** start **
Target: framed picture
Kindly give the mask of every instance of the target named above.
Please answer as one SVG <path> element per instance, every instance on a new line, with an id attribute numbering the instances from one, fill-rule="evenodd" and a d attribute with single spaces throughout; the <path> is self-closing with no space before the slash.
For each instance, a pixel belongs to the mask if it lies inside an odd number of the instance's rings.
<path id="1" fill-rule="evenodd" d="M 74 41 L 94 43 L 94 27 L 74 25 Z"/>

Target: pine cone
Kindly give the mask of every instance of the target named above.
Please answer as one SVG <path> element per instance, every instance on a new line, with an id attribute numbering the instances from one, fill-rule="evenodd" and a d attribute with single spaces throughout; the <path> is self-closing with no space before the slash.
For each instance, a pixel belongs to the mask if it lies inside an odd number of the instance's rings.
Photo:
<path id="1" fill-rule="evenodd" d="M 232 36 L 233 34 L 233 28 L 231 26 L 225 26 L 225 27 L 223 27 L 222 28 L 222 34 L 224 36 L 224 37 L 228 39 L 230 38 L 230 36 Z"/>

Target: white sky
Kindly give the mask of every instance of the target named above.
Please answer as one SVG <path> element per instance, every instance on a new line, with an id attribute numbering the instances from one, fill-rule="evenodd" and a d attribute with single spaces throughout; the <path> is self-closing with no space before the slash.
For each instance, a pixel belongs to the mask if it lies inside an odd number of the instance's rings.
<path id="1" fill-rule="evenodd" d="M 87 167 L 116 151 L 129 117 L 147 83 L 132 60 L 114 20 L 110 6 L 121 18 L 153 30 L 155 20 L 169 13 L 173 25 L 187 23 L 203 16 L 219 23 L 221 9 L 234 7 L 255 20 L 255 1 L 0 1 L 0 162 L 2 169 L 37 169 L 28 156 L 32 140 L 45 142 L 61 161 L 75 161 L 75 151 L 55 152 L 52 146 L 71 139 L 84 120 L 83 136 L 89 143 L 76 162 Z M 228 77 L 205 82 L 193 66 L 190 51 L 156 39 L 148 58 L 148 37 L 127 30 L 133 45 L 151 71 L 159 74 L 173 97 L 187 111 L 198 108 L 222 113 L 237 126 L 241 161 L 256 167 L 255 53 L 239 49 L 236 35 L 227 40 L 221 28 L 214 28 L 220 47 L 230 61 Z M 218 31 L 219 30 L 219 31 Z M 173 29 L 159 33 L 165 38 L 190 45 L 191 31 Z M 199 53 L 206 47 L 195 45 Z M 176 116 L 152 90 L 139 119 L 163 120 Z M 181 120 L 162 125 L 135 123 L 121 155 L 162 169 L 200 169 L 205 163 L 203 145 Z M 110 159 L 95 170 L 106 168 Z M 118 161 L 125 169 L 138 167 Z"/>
** end **
_EXERCISE DETAILS_: Reproduce the entire listing above word for word, without any alteration.

_SOLVED EXERCISE_:
Target: framed picture
Kindly give the mask of every instance of the target named above.
Please answer as one SVG <path> element per instance, every instance on a new line, with an id attribute numbering the instances from one, fill-rule="evenodd" and a d attribute with single spaces throughout; the <path> is self-closing with no space before the slash.
For each instance, a pixel belongs to the mask if it lies inside an odd number of the instance's rings.
<path id="1" fill-rule="evenodd" d="M 74 41 L 94 43 L 94 27 L 74 25 Z"/>

Target: pine cone
Kindly give the mask of every instance of the target named above.
Please answer as one SVG <path> element per instance, every instance on a new line, with an id attribute numbering the instances from one, fill-rule="evenodd" and a d attribute with single spaces throughout; the <path> is self-closing with no space before the slash.
For each instance, a pixel belongs to the mask if it lies inside an odd number of the instance's rings.
Photo:
<path id="1" fill-rule="evenodd" d="M 232 36 L 233 34 L 233 28 L 231 26 L 225 26 L 225 27 L 223 27 L 222 28 L 222 34 L 224 36 L 224 37 L 228 39 L 230 38 L 230 36 Z"/>

Target: white sky
Kindly give the mask of every instance of the target named above.
Please answer as one SVG <path> element per instance, every instance on a new line, with an id attribute numbering the instances from one, fill-rule="evenodd" and a d attribute with single spaces throughout; the <path> is self-closing with no space before the slash.
For each instance, a pixel belongs to the mask if it lies inside an odd number of the instance's rings.
<path id="1" fill-rule="evenodd" d="M 87 167 L 116 151 L 129 117 L 147 83 L 132 60 L 114 20 L 110 6 L 121 18 L 153 30 L 155 20 L 169 13 L 173 25 L 187 23 L 203 16 L 219 23 L 221 9 L 234 7 L 255 20 L 255 1 L 0 1 L 0 162 L 2 169 L 37 169 L 28 156 L 32 140 L 45 142 L 61 161 L 75 161 L 75 151 L 55 152 L 52 146 L 71 139 L 84 120 L 83 136 L 89 143 L 76 162 Z M 228 77 L 205 82 L 193 66 L 190 51 L 156 39 L 148 58 L 148 37 L 127 30 L 133 45 L 151 71 L 159 74 L 173 97 L 187 111 L 198 108 L 222 113 L 237 126 L 241 161 L 256 167 L 255 53 L 239 49 L 236 35 L 227 40 L 221 28 L 214 28 L 220 47 L 230 61 Z M 218 31 L 219 30 L 219 31 Z M 173 29 L 159 33 L 165 38 L 190 45 L 191 31 Z M 199 53 L 206 47 L 195 45 Z M 176 116 L 152 90 L 139 119 L 163 120 Z M 181 120 L 162 125 L 135 123 L 121 155 L 162 169 L 200 169 L 205 163 L 203 145 Z M 110 159 L 95 170 L 106 168 Z M 118 161 L 125 169 L 138 167 Z"/>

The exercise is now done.